* _MATERIAL FOR THIS TASK_:

----

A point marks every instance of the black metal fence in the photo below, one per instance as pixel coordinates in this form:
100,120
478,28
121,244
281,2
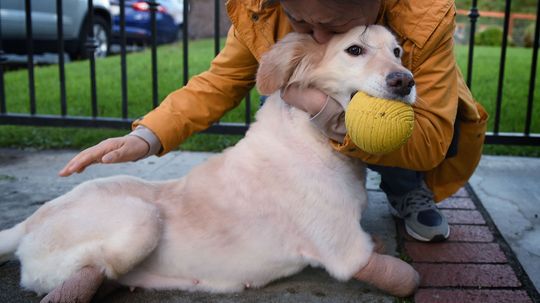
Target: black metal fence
494,136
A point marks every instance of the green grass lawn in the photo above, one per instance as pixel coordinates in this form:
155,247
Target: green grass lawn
201,52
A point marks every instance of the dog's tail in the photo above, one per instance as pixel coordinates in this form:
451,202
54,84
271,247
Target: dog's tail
10,240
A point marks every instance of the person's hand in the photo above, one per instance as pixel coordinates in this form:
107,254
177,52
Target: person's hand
113,150
310,100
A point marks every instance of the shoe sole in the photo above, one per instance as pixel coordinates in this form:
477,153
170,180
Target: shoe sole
412,233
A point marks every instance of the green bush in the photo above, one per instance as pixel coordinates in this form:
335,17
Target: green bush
491,36
528,35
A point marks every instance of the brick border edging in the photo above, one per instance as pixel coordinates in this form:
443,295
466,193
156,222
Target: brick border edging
513,261
476,264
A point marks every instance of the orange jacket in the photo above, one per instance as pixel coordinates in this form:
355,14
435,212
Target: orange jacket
425,29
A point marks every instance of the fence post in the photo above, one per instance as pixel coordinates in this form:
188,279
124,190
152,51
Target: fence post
3,59
473,16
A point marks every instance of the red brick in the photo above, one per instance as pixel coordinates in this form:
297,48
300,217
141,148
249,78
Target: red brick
463,216
454,252
471,295
454,202
470,233
474,275
462,192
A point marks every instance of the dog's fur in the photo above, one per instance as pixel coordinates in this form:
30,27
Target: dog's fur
281,199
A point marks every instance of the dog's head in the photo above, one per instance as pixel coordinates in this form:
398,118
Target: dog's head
364,59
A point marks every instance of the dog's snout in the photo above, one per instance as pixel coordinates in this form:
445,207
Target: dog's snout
400,83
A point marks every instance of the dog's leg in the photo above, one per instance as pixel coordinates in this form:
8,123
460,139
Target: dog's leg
79,287
389,274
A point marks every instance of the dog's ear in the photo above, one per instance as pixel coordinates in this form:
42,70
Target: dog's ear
295,51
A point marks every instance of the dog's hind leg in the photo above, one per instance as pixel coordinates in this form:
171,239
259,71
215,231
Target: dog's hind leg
79,287
112,235
389,274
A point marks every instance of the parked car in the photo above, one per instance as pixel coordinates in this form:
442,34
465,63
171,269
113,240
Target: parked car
44,28
138,26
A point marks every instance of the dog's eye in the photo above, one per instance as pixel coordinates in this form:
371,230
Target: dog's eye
355,50
397,52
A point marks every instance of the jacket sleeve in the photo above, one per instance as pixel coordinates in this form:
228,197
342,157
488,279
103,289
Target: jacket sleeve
435,73
206,97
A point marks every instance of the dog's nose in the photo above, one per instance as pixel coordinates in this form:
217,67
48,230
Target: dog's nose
400,83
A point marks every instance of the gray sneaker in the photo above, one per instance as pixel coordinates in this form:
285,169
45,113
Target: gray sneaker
423,220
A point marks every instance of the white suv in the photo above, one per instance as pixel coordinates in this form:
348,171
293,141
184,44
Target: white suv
44,26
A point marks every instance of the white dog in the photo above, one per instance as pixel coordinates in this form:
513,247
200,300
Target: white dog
278,201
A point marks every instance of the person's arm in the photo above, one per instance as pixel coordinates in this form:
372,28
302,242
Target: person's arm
435,73
193,108
206,97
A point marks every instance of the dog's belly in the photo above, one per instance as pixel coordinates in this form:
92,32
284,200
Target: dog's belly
222,255
225,232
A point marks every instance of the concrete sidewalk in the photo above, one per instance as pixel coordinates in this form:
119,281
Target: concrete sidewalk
476,265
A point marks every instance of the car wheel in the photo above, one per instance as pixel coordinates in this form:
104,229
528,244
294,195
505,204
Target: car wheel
102,35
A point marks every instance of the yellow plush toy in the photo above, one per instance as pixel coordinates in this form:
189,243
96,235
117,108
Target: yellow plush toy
378,126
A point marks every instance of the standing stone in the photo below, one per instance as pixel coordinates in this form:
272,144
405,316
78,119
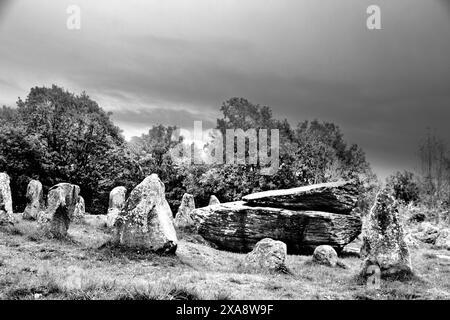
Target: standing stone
35,200
383,239
116,204
80,209
268,254
183,219
146,222
6,213
443,240
213,200
62,200
325,255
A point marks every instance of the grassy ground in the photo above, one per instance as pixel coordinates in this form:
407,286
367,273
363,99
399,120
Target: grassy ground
34,267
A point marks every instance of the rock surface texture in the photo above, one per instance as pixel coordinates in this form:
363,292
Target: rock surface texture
6,213
80,209
213,200
383,239
183,219
337,197
237,226
116,204
268,254
325,255
35,200
146,221
62,200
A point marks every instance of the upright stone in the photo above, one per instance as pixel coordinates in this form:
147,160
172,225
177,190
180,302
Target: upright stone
62,200
35,200
116,204
6,213
146,222
213,200
383,239
80,209
268,254
183,219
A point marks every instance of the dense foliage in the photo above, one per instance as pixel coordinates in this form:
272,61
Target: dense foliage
56,136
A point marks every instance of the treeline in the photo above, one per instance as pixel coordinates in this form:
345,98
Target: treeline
429,183
57,136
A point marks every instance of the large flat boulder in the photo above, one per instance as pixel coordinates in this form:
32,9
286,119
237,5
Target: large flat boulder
146,221
337,197
237,226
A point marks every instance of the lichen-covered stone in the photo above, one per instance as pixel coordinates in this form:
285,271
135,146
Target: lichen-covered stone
268,254
116,204
183,219
213,200
443,240
325,255
383,238
237,226
427,233
35,200
336,197
62,200
6,212
80,209
146,221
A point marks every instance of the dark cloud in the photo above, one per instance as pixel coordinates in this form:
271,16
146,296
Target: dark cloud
171,63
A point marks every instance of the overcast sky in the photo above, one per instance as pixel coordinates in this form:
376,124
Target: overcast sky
174,61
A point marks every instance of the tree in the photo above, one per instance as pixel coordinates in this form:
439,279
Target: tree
404,186
74,141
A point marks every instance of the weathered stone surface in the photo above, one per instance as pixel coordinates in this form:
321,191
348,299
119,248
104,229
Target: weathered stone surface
61,203
236,226
6,213
336,197
183,219
146,222
443,240
268,254
35,200
80,209
427,233
411,241
116,204
213,200
325,255
383,238
98,221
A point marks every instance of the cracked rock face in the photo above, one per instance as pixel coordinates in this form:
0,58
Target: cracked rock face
268,254
213,200
62,201
237,226
325,255
146,221
183,219
35,200
6,212
384,239
116,204
337,197
80,208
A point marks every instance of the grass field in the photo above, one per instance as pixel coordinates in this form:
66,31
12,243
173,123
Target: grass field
35,267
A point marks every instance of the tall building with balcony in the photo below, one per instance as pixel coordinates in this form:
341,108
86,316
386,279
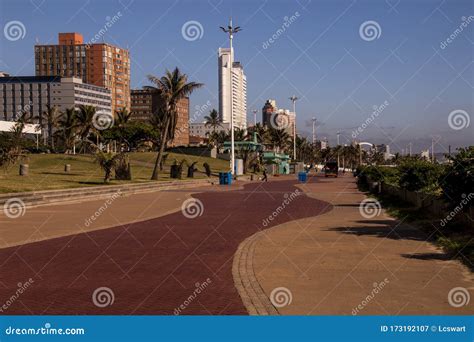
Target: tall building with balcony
99,64
277,118
145,102
32,95
238,84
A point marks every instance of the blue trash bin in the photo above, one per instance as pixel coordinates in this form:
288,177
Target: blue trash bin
225,178
302,177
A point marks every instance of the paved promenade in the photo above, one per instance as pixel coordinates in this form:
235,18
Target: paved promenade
342,263
279,247
172,263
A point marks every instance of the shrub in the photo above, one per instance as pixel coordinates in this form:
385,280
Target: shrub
457,180
419,175
389,175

----

* _SHORT TASK_:
Quote each line of the listing exactly, but leave the pictures out.

* _SOLUTION_:
A point marks every instance of the black metal fence in the photo below, one per instance as pixel coordinates in this form:
100,120
478,28
121,244
281,2
Target: black metal fence
494,136
A point marks every instance of the green grass lawn in the photo above, one per instance as pixel coordinates in this form:
155,247
Target: green grass lawn
201,52
A point marks every instance of the dog's tail in the photo above, one per instance as pixel coordinates in this form:
451,202
54,84
271,247
Target: dog's tail
10,240
A point marks every instance of the person's hand in the photo above, one per instance as pixel coordinates in this form:
107,254
177,52
Target: person's hand
113,150
310,100
A point marks every instance of the shoe sole in the photo above, one per instance as pixel coordinates in this form:
477,153
170,180
Target: shoe sole
412,233
A point marks every instance of the green bush in the photo above, one per instance as pixel coordinates in this form:
335,17
Target: green bush
491,36
528,35
A point marks every instance of the brick border edging in the photo above, one per instance as pixel coordinates in this form:
443,295
466,193
156,222
Target: brick border edging
513,261
476,264
A point marks every instance of the orange jacket in the photo above, one per instance as pixel coordinates in this form:
355,14
435,212
Target: orange jacket
425,29
A point marks every instance of the fence post in the photo above, one per instance as pixel coordinates in this form:
188,279
124,190
152,51
Target: fence post
3,59
473,16
A point marks every instance of the red brick in the photo above, one per instance as pixel coordinates in this form:
297,48
300,217
141,148
249,78
Target: red brick
463,216
454,252
471,295
454,202
470,233
474,275
462,192
A point marks every instance of the dog's fur in the photo above, one per instance as pixel coordinates in this form:
30,27
Target: dog's fur
281,199
A point marks every instance of the dog's head in the photo above, one per instance as pixel coordinates in this form:
398,118
Target: dog's head
364,59
A point marks every instance of the dog's snout in the photo above, one per instance as pixel coordinates in this form:
445,207
Target: dog's snout
400,83
A point marks every instance of the dog's leg in the photo above, one per instance as pixel coordinates in this form:
8,123
460,139
Target: dog's leg
79,287
389,274
A point marks every instance of the dog's ear in the photo above, one per instance as pixel coordinates in this form:
42,70
Target: dog's ear
295,51
A point marks every instance of the dog's hind leg in the photo above, one per instance as pixel coordinates in this form:
171,239
259,71
215,231
Target: dog's hind leg
79,287
112,235
389,274
A point marks every instance of the parked car in the photo above, one per instance as pixel coordinates in this form:
442,34
465,63
171,269
113,240
Target: parked car
44,28
138,26
A point marks every instance of the dog's eye in the photo above, one per instance as pixel coordinates in this form:
371,230
Target: dog's eye
355,50
397,52
A point marks every instance of the jacket sleeve in the photo above, one per instance as pixel coordinates in this form:
228,197
342,157
488,279
103,289
Target: jacket sleeve
435,73
206,97
A point marks every instance of the dog's nose in the photo above, one per instance as pixel coordinates in this form:
217,67
48,230
Target: dog's nose
400,83
A point marks every instance of the gray sneaker in the photo above, one per instance as pixel coordinates in this form:
285,169
45,113
Target: gray sneaker
423,220
A point marks every instance of the white suv in the photo above, one per instance as pixel coordinates in this form:
348,171
293,141
184,44
Target: white suv
44,26
A point marks every instance of the white dog in the photo above, one per instance as pixel coordinates in this form:
513,247
200,300
Target: white dog
278,201
A point marks every instance of the person's arm in the photo above, one per instance as pixel coordinates in this form:
372,28
302,242
Target: person's arm
435,73
193,108
206,97
A point marks every instance of the dog's belly in the photo above, one per instance as pixel coordinates in this form:
92,32
284,200
Target: dog's belly
222,255
225,232
A point marks every instance of the concrete sidewalk in the photo above, one per instance as pixel coordinates in this form:
119,281
Target: concrete sidewalk
476,265
A point marks every instance of the car wheel in the photo above, one per instance as pixel coordinates in this form:
104,229
528,244
294,195
505,204
Target: car wheel
102,35
A point marks every instance of the yellow plush toy in the photo above, one per instance as pixel coordinates in this form:
189,243
96,235
117,108
Target: yellow plush toy
378,126
A point marks every instance of the standing stone in the photo below, one per instance as pixel coordinates in this form:
272,144
405,316
78,119
Target: standing stone
35,200
383,239
116,204
80,209
268,254
183,219
146,222
6,213
443,240
213,200
62,200
325,255
A point marks every instance of the grassy ground in the photo above, one per instance as pixel coordinates in this form:
407,286
367,273
363,99
399,120
Target: grassy ground
34,267
A point marks every instance of the rock surface texture in the photo above, one per instance as pixel coordinates in this form:
363,292
Target: rock surface texture
6,213
80,209
213,200
383,239
183,219
337,197
237,226
116,204
268,254
325,255
35,200
146,221
62,200
A point marks every instance of the upright stone in the photo above, one per instance as pixel coordinates in this form:
147,160
172,225
177,190
180,302
Target: upright stone
62,200
35,200
116,204
6,213
146,222
213,200
383,239
80,209
268,254
183,219
A point marks every instance of the dense foliage in the photo above, one per instance as pixel coordinates in this form:
272,61
Target: dense foliage
56,136
A point marks every instance of the treeline in the photo above, one per instance as pixel coordinates in this form:
345,98
Target: treeline
429,183
57,136
A point marks every instance of the large flat boulder in the photo above, one per instance as pixel coordinates in this form:
32,9
286,119
237,5
Target: large flat boulder
146,221
337,197
237,226
A point marks every instance of the lichen-covered stone in the photo above, one per instance as pixel coordinates in this form:
285,271
135,146
Target: lichen-covered stone
268,254
116,204
183,219
213,200
443,240
325,255
383,238
237,226
427,233
35,200
336,197
62,200
6,212
80,209
146,221
A point marks every instance of the dark cloud in the photo above, one per instance as pixel coordinates in this form:
271,16
146,296
Target: dark cloud
171,63
A point marks every instance of the overcast sky in the photo above, one per instance as pixel coordinates in this form:
376,124
Target: overcast sky
174,61
A point marks every instance of the tree in the photo above, one per instance as pixel coordinates in this form:
439,279
Target: tree
404,186
74,141
A point marks every instance of the weathered stone surface in the photo above, one per instance as pixel coordinates in this form:
321,191
348,299
119,248
104,229
Target: weathered stone surface
61,203
236,226
6,213
336,197
183,219
146,222
443,240
268,254
35,200
80,209
427,233
411,241
116,204
213,200
325,255
383,238
98,221
A point marks every instance of the cracked rock face in the photo above, one per instance as pixel coordinates in this form:
0,58
Target: cracked rock face
268,254
213,200
62,201
237,226
325,255
146,221
183,219
35,200
6,212
384,239
116,204
337,197
80,208
A point marks every instance of the grass field in the photo above, one per instance as pixel coordinates in this form:
66,31
12,243
173,123
Target: grass field
35,267
A point marks every instance of the tall building with balcony in the photo below, one per instance as pixel coordinates in this form:
341,108
86,316
386,279
Target: tall building with balcony
99,64
277,118
145,102
32,95
238,84
A point marks every instance of the blue trash bin in the photo above, one per instance as pixel coordinates in this form:
288,177
Target: blue trash bin
225,178
302,177
A point marks every instance of the paved promenade in the photo above, one per instance as pixel coordinates in this form:
235,18
Target: paved promenade
342,263
279,247
172,263
A point marks every instance of the shrub in the photo above, one per instance as pixel coordinates in this form:
385,280
Target: shrub
457,180
419,175
389,175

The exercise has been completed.